> [Data lines]:
^^^^

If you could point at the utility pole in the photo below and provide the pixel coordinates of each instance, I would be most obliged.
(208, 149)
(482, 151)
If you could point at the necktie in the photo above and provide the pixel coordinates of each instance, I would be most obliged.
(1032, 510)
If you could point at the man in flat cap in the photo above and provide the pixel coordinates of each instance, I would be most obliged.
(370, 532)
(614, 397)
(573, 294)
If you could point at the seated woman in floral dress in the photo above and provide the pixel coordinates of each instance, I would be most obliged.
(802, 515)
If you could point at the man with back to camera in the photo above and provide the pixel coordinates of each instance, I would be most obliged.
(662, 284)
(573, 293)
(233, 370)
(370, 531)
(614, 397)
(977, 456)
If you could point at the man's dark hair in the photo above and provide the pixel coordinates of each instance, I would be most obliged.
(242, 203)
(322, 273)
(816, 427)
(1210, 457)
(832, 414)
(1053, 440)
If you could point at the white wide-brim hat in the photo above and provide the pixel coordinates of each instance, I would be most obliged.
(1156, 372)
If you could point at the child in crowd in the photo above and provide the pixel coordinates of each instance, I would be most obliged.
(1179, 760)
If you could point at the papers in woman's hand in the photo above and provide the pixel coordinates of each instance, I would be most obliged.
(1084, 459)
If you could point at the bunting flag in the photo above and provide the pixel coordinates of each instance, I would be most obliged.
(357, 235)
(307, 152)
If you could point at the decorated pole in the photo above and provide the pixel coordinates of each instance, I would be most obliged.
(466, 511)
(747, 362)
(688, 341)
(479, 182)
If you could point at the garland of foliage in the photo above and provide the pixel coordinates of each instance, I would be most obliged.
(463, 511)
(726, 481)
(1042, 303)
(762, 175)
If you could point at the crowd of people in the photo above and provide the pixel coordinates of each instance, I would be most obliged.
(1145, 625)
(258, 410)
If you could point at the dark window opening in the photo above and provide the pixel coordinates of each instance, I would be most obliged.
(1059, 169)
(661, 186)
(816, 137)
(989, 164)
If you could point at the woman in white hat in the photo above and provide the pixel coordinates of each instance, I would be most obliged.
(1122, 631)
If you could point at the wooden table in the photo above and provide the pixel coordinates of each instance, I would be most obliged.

^^^^

Reproduce the entire listing above word for word, keeping every line in its original order.

> [Solution to the problem]:
If you could point at the utility pole in the photo below and provide the pixel coordinates of each instance, I would be most obliged.
(208, 149)
(482, 151)
If you could point at the necktie in the photo above and provide the pixel coordinates of each instance, I would be most obliged.
(1032, 510)
If you could point at the man in flat cap in the photo above and provide the pixel coordinates of each instance, I would be most obliged.
(370, 532)
(614, 397)
(573, 294)
If you could point at the seated woman in floral dress in the photo above and provide the pixel coordinates of each instance, I would be most obliged.
(802, 515)
If you could point at the man with back to camera in the photo above and provide the pixel coordinates of each instance, I would be most obliged.
(662, 284)
(573, 293)
(233, 370)
(370, 531)
(614, 397)
(977, 456)
If you could point at the man's dark hair in the photo above and provide the pixel coordinates of each instance, I would be most obliged.
(242, 203)
(322, 273)
(816, 427)
(1210, 457)
(832, 414)
(1053, 440)
If you could point at the white wide-brim hat in the photo above and provide the pixel coordinates of each instance, I would be most obliged.
(1156, 372)
If you could point at the child in crowd in the photo above and provide the pixel coordinates of each instance, I would be most obliged.
(1179, 760)
If you could point at the papers in woman's hand in the photo above and provide the pixel coordinates of each instance, I would be most obliged.
(1084, 459)
If you could point at the bunting flag in the photo above and provide the pixel coordinates of each instance, I would be most obliged.
(357, 235)
(307, 152)
If you could point at the decorated pole in the photo above and provide the pixel coordinates of each instance, I would be most obliged.
(466, 511)
(747, 362)
(688, 341)
(479, 182)
If you could point at the garland of foliage in the photo above and provide the pixel coordinates of each instance, I would be most obliged.
(463, 511)
(726, 481)
(1042, 303)
(762, 175)
If you could point at the crowd of people in the photo above and provide the pixel coordinates of each instance, I would be most obliged.
(1145, 625)
(258, 410)
If you could point at the dark window opening in the photo above and provide the pixel coordinates of each instance, I would be most obliged.
(1059, 169)
(661, 186)
(816, 137)
(989, 164)
If you could point at the woman in white hat in the photo above and provide the pixel coordinates of each instance, I would be most obliged.
(1122, 631)
If you could point at the wooden table in the photo above and provide the pixel coordinates of each instance, I would be most obliged.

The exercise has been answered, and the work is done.